▶ [抜粋テキスト]
=-=-=-=-=

4月は、いきなり2ステージというハードな日程となりました。
前回、12月後半にひょんなご縁から参加させてもらった奈良女子大学管弦楽団さん、春の演奏会にもお声がけをいただき、演奏会にのせてもらいました。
《奈良女子大学管弦楽団 '17 スプリングコンサート》
日時:2017年4月30日(日) 開場12:30 開演13:30
場所:橿原文化会館 大ホール
指揮:木下麻由加(客演)
曲目:
「エグモント」序曲/ベートーヴェン作曲
「ペールギュント」第1組曲/グリーク作曲
交響曲第1番「春」/シューマン作曲
演奏曲目別の詳細内容は、次のとおりです。
- ベートーヴェン:「エグモント」序曲 (12回目) 3Pult中1Pult In 独弓、4弦、E線C下げ固定
- グリーグ:「ペール・ギュント」第1組曲(3回目)3Pult中1Pult In 仏弓、4弦、エクステ未使用
- シューマン:交響曲第1番「春」(5回目) 3Pult中1Pult In 独弓、4弦、エクステC下げ
(アンコール) - チャイコフスキー:「くるみ割り人形」から「トレパック」 独弓、4弦、エクステ未使用
コントラバスは前回に引き続き、全員エキストラの6人という編成。そのうち私を含めて4人は、前回の12月定期に引き続いての参加です。

=-=-=-=-=

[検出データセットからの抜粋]
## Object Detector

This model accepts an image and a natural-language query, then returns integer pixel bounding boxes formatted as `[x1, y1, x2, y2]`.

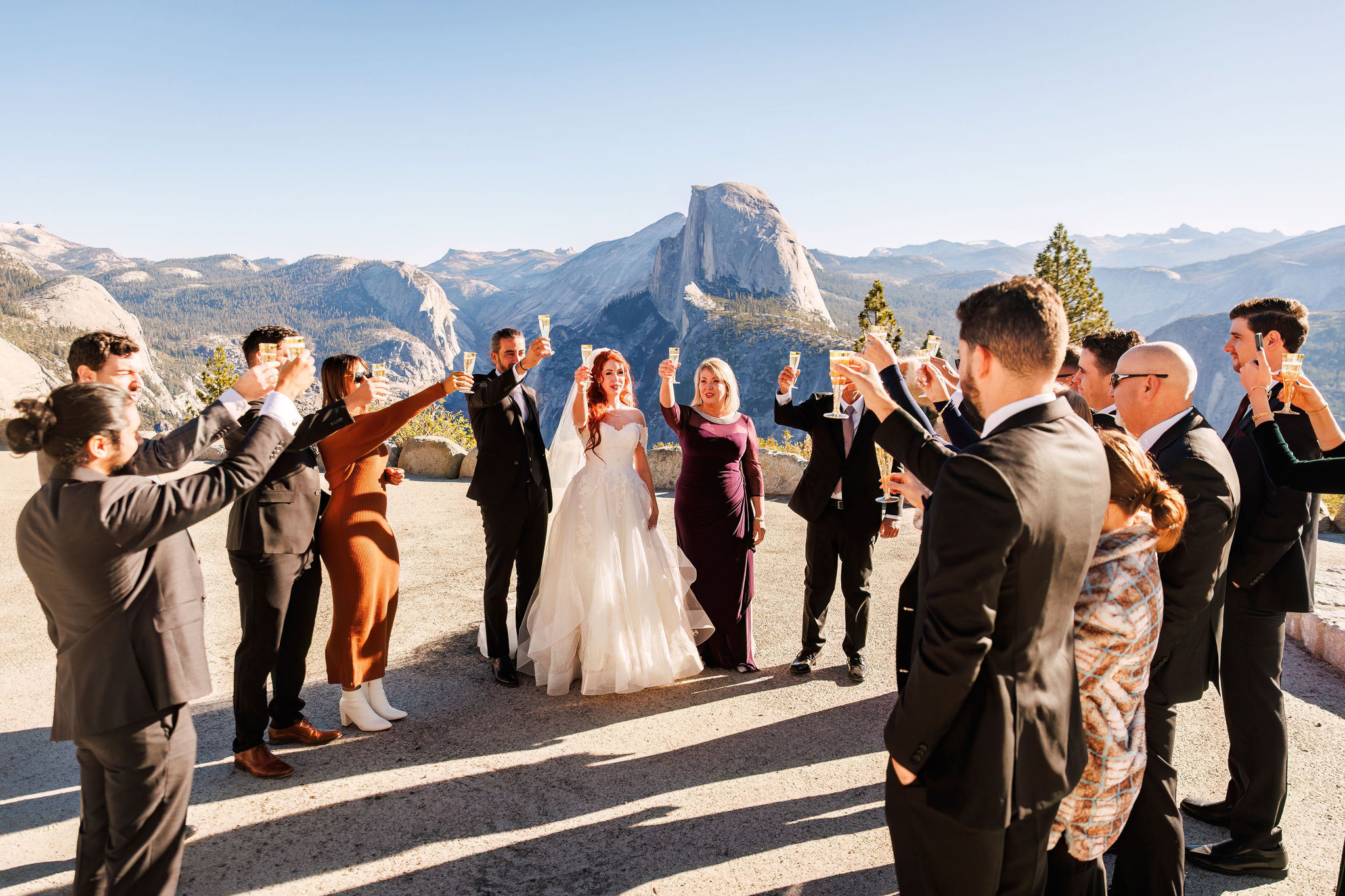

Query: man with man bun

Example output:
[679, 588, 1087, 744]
[1110, 343, 1241, 896]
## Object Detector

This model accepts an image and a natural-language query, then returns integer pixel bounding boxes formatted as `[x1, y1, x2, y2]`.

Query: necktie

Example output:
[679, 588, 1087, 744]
[831, 406, 854, 494]
[1224, 395, 1252, 442]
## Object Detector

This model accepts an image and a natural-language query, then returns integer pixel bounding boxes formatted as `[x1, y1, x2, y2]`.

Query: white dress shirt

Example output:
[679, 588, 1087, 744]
[981, 393, 1056, 438]
[1139, 407, 1190, 452]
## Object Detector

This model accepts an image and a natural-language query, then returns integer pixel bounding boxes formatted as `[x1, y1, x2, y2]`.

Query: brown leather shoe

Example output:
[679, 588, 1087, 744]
[268, 716, 340, 747]
[234, 744, 295, 778]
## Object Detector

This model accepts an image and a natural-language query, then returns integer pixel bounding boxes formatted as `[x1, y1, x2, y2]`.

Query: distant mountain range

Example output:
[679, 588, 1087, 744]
[0, 203, 1345, 435]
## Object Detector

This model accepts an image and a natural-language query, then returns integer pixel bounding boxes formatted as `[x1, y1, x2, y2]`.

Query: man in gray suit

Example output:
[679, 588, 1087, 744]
[7, 354, 313, 896]
[37, 330, 244, 485]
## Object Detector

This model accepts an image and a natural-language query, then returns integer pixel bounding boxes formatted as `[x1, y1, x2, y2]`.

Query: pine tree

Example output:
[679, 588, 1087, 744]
[1032, 224, 1111, 343]
[196, 345, 238, 406]
[854, 280, 902, 352]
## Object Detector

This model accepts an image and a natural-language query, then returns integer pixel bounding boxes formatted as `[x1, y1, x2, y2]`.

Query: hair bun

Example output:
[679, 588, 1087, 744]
[5, 398, 56, 454]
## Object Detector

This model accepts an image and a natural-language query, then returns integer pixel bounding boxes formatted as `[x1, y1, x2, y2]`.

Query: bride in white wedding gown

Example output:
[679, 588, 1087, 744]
[518, 349, 714, 694]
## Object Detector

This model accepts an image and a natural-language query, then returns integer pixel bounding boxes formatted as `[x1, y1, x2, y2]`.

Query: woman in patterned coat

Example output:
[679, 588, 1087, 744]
[1046, 430, 1186, 896]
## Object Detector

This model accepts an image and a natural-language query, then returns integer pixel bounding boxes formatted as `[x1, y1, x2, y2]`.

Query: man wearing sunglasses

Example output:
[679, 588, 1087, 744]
[1069, 329, 1145, 430]
[1109, 343, 1241, 896]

=-=-=-=-=

▶ [取り組む課題]
**A.** 奈良女子大学管弦楽団の演奏会に関する文章において、スプリングコンサートの開催場所として記載されている施設名を答えよ。
**B.** 奈良女子大学管弦楽団の演奏会に関する文章について、最後の文に続く部分を記述せよ。

▶ [演習の解答]
**A.** 橿原文化会館 大ホール

**B.**
編成的には比較的小さい(弦楽器は上から、10-9-8-7-6人)割に、低弦が厚めの構成。しかもコントラバスパートは、プロの方が2名も参加してくださっており、レベルの高いVcパート(こちらにもプロの方が・・)と相まって、ベートーヴェンや、グリーグの「オーゼの死」では圧倒的な存在感だったかもしれません。
ちなみに、バスパートエキストラ6人中、4人が男性。しかも私のようなオッサンまで混じっており、「女子大」のオケ・・?!とアンケートで書かれないか、と冷や冷やでした。
(実際には他のパートにも、私と同世代とおぼしき男性を見かけ、若干ホッとしましたが)
何にしても、団員が十数名、というのはほんと大変だと思います。新入生の勧誘を頑張ってもらい、ぜひ団員が増え、コントラバスにも現役生が入ってほしいものです。
グリーン響さんに続き、私にとってはこちらも初めてのホール、奈良県橿原文化会館。橿原市の大和八木が最寄り駅で、駅からのアクセスも良く、立派なホールでした。
内部は所謂「多目的ホール」で、バックヤードの動線とかは効率的に出来ていました。響きはやはり多目的用途なので、分離が良い代わりに響きは少なめ、という生音勝負のオケにとっては若干シビアなホールでした。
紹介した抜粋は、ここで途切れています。